▶ [Input material]
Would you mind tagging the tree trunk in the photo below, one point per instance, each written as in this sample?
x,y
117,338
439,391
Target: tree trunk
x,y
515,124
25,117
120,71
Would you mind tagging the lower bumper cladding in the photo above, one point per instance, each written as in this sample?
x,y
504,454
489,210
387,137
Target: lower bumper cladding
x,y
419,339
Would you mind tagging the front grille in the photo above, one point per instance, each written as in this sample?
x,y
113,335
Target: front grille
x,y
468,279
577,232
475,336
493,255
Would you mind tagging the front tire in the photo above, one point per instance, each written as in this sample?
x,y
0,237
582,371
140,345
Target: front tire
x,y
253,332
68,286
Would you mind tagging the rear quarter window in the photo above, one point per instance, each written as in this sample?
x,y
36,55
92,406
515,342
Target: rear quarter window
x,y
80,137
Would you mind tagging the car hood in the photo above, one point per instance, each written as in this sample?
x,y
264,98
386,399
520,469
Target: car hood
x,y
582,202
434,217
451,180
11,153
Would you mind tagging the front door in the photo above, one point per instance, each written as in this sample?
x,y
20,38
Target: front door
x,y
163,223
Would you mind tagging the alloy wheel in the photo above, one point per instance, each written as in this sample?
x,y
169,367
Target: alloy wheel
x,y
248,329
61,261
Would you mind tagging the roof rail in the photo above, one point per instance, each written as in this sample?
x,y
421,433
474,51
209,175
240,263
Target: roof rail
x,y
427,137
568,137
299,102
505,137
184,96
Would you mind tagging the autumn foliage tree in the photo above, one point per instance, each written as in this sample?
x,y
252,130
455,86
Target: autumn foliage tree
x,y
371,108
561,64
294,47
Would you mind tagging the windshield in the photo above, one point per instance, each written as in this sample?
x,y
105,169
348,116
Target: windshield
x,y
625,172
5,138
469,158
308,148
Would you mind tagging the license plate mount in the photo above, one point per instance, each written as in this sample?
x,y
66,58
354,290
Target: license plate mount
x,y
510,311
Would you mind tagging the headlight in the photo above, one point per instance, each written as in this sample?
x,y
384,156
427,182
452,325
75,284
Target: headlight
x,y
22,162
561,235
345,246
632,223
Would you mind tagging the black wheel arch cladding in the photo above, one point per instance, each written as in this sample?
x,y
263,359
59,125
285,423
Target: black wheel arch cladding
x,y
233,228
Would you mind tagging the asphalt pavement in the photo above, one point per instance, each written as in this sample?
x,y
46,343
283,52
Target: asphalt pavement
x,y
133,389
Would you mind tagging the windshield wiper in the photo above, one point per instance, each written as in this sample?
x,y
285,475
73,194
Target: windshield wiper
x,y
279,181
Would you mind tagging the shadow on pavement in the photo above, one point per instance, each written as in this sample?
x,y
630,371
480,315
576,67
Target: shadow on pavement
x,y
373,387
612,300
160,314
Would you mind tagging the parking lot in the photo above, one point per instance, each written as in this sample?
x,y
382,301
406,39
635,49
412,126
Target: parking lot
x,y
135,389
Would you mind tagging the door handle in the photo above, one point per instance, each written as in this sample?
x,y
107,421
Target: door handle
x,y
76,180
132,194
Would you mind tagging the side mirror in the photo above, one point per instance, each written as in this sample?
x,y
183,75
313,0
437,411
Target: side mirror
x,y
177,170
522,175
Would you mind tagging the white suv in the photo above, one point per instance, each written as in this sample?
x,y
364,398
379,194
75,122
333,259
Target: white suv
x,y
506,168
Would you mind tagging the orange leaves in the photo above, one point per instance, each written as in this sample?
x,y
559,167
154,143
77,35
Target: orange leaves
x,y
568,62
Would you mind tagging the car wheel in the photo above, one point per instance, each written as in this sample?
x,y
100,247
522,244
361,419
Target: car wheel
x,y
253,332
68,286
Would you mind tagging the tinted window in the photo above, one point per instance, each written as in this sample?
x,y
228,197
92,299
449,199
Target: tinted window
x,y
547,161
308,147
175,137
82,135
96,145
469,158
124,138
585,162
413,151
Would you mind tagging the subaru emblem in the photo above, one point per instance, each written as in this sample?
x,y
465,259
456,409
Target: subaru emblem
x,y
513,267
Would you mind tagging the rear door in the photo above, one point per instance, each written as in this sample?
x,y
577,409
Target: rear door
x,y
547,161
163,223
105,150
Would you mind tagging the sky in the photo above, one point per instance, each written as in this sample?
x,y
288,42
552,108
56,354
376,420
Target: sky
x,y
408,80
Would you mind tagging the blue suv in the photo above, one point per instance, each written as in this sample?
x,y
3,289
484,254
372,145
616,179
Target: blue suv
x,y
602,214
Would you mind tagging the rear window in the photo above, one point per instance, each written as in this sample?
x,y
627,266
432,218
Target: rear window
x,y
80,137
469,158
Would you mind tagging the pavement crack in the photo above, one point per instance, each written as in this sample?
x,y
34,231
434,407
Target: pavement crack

▶ [Exercise description] Each record above should be output again exactly.

▶ [Output]
Would you mind tagging the tree trunk in the photo below, one point per instance, each written as in this sample?
x,y
117,338
439,391
Target: tree trunk
x,y
515,124
25,117
120,71
Would you mind tagging the lower bumper cladding in the photo above, one point per instance, each written as in this sample?
x,y
504,454
489,210
387,137
Target: lower bumper cladding
x,y
419,339
Would you mind tagging the front grille in the photo above, one point per instance, each written as in this sample?
x,y
113,335
Target: front grille
x,y
468,279
577,232
475,336
493,255
Would you mind tagging the front tire in the photo above, one point per instance, each written as in this sample?
x,y
0,237
582,371
140,345
Target: front tire
x,y
253,332
68,286
Would you mind tagging the rear quarter window in the photo above, one point per instance, each written as in this sample?
x,y
36,55
92,406
515,342
Target: rear quarter window
x,y
80,137
Would you mind tagging the car hood in the photo above, one point per instance, each written as in this sample?
x,y
264,98
386,399
520,469
Target: car hood
x,y
582,202
434,217
451,180
11,153
Would you mind tagging the front door in the photo above, one point per instance, each written as in this sample?
x,y
20,38
Target: front door
x,y
163,223
Would you mind tagging the alloy wheel in the photo above, one point per instance, each written as in this sample?
x,y
169,367
Target: alloy wheel
x,y
248,329
61,261
Would you mind tagging the roof rail in the photo above, one point per instance, each written as in this sample?
x,y
421,433
474,51
209,175
240,263
Target: roof rail
x,y
427,137
568,137
299,102
505,137
184,96
Would you mind tagging the autumn foliage tree in the photo above, one point per instance, each written as in this sample?
x,y
252,130
455,86
Target: autumn foliage tree
x,y
371,108
561,64
294,47
Would you mind tagging the windshield in the photo above, one point per instance, each written as in this sample?
x,y
105,169
348,116
Target: windshield
x,y
625,172
5,138
469,158
308,148
Would you mind tagging the license plate mount in the photo above, one point per instance, each written as in this sample?
x,y
66,58
354,290
Target: license plate mount
x,y
510,311
Would you mind tagging the headlight in the photo above, one point per instance, each written as in this sample?
x,y
384,156
427,182
452,325
75,284
Target: headlight
x,y
22,162
561,235
345,246
632,223
Would you mind tagging the black wheel arch cladding in the photo above, one point per instance, each written as in this sample?
x,y
263,359
59,125
285,423
Target: black wheel arch cladding
x,y
233,228
Would you mind tagging the asphalt pavement in the photo above, one point per instance, each written as in this sample?
x,y
46,343
283,52
Target: asphalt pavement
x,y
133,389
Would you mind tagging the windshield wiper in the photo above, one point per instance, each written as in this sample?
x,y
285,475
73,194
Target: windshield wiper
x,y
279,181
Would you mind tagging the shadow on pavement in the photo above, one point per instance, each written as in this sample?
x,y
630,371
480,315
576,67
Target: shadow on pavement
x,y
373,387
612,300
160,314
Would you mind tagging the parking lot in the photo above, one point per instance, each written as in this sample?
x,y
382,301
406,39
635,49
412,126
Target: parking lot
x,y
135,389
Would you mind tagging the door handle in the photo above, one point per instance, each written as in this sample?
x,y
107,421
Target: door handle
x,y
76,180
132,194
Would you mind tagging the side mirror in the photo above, one point per instance, each written as in this sample?
x,y
183,75
313,0
437,411
Target: side mirror
x,y
177,170
522,175
Would you mind tagging the white suv in the photo above, one point per instance, each written as in this sample?
x,y
364,398
379,194
75,122
333,259
Target: white suv
x,y
506,168
Would you mind tagging the orange leaves in the photo above, one point per instance, each written as in this sample?
x,y
559,167
154,143
77,35
Target: orange leaves
x,y
568,62
Would you mind tagging the car wheel in the photo above, one point per instance, each written as in this sample?
x,y
100,247
522,244
361,419
Target: car wheel
x,y
253,332
68,286
Would you mind tagging the tinted window in the photo above, one point per instance, each written as in this sample?
x,y
228,197
92,299
449,199
Target: tinted window
x,y
547,161
308,147
175,137
82,135
96,145
469,158
124,138
585,162
413,151
Would you mind tagging the subaru emblem in the photo above, one point per instance, each written as in this sample?
x,y
465,259
456,409
Target: subaru emblem
x,y
513,267
Would you mind tagging the rear door in the photo above, one point per instance, each written as in this sample?
x,y
577,409
Target: rear door
x,y
547,161
163,223
105,150
Would you mind tagging the sky in the photo above, one point per instance, each written as in this sample?
x,y
288,42
552,108
56,354
376,420
Target: sky
x,y
408,80
Would you mind tagging the blue suv in the photo above, one point per instance, each written as in this sample?
x,y
3,289
484,254
372,145
616,179
Target: blue suv
x,y
602,214
Would you mind tagging the rear window in the photo above, one point per instance, each written as in this sample?
x,y
627,266
432,218
Target: rear window
x,y
80,137
469,158
Would you mind tagging the pavement crack in the photo above, one point per instance, each written as in this sample?
x,y
34,231
434,407
Target: pavement crack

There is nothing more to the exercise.